[PROBLEM TO WORK ON] Find the lines of data that contain the string "lane", then list them.
(GIVEN INFORMATION begins)
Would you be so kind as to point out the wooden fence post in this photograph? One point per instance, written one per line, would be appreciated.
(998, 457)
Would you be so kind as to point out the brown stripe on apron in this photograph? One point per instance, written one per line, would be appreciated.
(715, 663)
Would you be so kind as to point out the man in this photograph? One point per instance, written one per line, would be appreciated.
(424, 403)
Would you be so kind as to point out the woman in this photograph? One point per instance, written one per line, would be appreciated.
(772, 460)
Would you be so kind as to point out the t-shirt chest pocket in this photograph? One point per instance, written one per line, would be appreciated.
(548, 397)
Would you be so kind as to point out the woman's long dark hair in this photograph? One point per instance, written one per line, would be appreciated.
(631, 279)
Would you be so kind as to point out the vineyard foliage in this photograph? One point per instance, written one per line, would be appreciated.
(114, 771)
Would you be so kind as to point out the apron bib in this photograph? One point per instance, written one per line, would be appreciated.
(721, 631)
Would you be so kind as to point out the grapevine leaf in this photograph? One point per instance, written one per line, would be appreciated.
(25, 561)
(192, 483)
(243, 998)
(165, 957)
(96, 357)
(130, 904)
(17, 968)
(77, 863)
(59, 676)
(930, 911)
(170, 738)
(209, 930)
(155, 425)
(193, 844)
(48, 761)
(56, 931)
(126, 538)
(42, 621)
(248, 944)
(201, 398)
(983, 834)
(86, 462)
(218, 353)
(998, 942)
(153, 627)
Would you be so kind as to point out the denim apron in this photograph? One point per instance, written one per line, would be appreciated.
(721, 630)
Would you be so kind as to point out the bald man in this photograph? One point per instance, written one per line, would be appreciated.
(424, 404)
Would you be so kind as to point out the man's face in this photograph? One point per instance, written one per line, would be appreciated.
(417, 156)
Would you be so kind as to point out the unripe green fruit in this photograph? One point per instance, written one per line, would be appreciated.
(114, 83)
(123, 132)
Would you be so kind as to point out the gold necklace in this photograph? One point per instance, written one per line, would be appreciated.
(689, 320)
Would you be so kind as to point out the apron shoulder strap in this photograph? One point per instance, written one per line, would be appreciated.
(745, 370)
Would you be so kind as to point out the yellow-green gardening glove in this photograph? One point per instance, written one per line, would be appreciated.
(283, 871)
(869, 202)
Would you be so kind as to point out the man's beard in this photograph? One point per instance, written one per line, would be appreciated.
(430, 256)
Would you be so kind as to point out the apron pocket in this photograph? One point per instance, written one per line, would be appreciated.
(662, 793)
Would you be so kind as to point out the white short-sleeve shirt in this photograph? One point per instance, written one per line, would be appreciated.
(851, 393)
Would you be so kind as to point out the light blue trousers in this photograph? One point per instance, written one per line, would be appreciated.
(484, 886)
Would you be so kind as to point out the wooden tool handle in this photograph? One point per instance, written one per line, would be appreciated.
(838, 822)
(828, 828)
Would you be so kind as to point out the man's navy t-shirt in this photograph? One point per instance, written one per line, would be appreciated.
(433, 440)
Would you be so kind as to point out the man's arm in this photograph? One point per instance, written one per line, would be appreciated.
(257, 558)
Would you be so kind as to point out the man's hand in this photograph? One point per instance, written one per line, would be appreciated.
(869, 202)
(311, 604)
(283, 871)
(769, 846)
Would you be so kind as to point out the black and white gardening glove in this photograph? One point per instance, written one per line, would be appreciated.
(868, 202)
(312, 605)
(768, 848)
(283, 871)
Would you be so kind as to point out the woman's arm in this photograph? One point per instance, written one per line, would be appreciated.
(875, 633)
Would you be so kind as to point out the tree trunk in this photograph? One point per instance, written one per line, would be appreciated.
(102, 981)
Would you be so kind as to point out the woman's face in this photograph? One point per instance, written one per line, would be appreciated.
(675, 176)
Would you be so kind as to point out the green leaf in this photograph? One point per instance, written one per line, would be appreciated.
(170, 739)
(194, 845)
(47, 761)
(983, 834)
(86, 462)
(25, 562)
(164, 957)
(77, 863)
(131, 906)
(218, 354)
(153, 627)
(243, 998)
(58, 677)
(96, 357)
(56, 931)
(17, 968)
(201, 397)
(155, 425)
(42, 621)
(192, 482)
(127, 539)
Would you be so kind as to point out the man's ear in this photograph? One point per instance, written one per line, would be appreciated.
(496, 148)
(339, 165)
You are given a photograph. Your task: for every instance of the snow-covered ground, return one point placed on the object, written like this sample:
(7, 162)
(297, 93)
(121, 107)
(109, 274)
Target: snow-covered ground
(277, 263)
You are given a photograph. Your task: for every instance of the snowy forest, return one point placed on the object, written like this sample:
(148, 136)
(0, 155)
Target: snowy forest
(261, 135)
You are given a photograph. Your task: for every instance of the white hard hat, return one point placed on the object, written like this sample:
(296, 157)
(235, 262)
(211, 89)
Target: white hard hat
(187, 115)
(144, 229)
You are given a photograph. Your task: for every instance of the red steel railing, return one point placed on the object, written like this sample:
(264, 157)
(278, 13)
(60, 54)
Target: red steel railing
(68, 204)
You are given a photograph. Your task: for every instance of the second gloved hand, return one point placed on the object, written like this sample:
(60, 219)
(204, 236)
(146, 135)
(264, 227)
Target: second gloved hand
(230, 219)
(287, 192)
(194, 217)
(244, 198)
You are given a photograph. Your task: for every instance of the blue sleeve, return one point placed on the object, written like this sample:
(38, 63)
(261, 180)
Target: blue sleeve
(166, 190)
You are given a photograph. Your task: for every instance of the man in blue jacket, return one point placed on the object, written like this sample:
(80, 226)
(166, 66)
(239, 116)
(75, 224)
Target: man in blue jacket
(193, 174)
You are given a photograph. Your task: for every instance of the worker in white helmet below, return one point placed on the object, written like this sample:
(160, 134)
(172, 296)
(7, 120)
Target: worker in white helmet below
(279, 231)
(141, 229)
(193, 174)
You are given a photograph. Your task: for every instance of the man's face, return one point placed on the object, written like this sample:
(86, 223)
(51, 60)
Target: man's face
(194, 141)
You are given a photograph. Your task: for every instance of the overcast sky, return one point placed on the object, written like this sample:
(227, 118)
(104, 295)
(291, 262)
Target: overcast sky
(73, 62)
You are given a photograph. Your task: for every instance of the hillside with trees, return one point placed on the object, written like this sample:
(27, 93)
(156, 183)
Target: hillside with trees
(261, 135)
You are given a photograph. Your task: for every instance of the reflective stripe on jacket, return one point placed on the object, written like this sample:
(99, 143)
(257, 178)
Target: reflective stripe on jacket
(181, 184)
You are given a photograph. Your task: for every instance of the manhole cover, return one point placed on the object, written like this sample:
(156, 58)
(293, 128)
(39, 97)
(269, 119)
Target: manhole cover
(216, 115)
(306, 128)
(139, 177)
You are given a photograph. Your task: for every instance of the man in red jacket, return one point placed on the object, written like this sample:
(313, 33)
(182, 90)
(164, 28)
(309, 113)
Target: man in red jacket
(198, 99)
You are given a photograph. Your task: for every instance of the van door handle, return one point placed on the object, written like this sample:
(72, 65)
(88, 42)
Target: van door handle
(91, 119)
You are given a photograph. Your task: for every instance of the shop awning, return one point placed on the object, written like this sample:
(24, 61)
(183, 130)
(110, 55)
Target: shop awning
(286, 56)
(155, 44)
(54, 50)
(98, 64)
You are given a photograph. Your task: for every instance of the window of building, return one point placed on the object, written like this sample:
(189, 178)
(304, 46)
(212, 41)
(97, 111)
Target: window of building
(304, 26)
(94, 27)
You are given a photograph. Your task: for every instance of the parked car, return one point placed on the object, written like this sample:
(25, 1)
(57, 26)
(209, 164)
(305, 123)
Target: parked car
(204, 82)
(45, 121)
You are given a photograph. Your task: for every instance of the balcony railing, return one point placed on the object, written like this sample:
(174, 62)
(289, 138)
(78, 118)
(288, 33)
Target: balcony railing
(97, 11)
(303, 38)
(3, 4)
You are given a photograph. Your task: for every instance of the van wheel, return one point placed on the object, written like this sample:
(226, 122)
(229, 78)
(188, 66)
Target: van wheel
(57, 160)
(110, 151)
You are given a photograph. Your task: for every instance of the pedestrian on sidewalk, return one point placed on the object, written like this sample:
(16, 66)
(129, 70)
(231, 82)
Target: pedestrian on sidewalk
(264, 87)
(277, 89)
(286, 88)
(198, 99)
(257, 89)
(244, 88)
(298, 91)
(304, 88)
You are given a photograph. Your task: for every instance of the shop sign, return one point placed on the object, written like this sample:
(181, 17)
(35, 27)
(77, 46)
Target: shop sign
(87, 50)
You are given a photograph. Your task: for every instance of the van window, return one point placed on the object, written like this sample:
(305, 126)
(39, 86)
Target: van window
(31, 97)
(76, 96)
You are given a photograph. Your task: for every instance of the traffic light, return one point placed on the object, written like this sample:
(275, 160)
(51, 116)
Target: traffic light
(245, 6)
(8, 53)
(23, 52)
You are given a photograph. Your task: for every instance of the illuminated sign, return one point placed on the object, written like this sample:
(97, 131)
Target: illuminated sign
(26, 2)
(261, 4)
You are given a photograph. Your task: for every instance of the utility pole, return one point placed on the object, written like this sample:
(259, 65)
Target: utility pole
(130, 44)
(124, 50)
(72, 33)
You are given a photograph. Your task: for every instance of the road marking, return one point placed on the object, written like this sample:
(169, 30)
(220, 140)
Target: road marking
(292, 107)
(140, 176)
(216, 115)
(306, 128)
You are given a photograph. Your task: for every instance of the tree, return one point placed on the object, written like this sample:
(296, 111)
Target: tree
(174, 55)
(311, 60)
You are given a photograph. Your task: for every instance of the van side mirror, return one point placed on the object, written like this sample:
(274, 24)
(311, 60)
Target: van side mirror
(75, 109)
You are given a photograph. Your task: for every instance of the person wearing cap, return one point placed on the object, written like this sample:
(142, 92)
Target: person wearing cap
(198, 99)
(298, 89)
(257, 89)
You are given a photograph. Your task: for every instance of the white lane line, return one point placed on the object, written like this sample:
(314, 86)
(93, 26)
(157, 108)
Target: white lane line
(GIVEN INFORMATION ends)
[RESULT OF THIS EXERCISE]
You are given a photograph. Your task: for every instance of the white lane line, return one point placed on the object, written like this sample:
Target: white lane line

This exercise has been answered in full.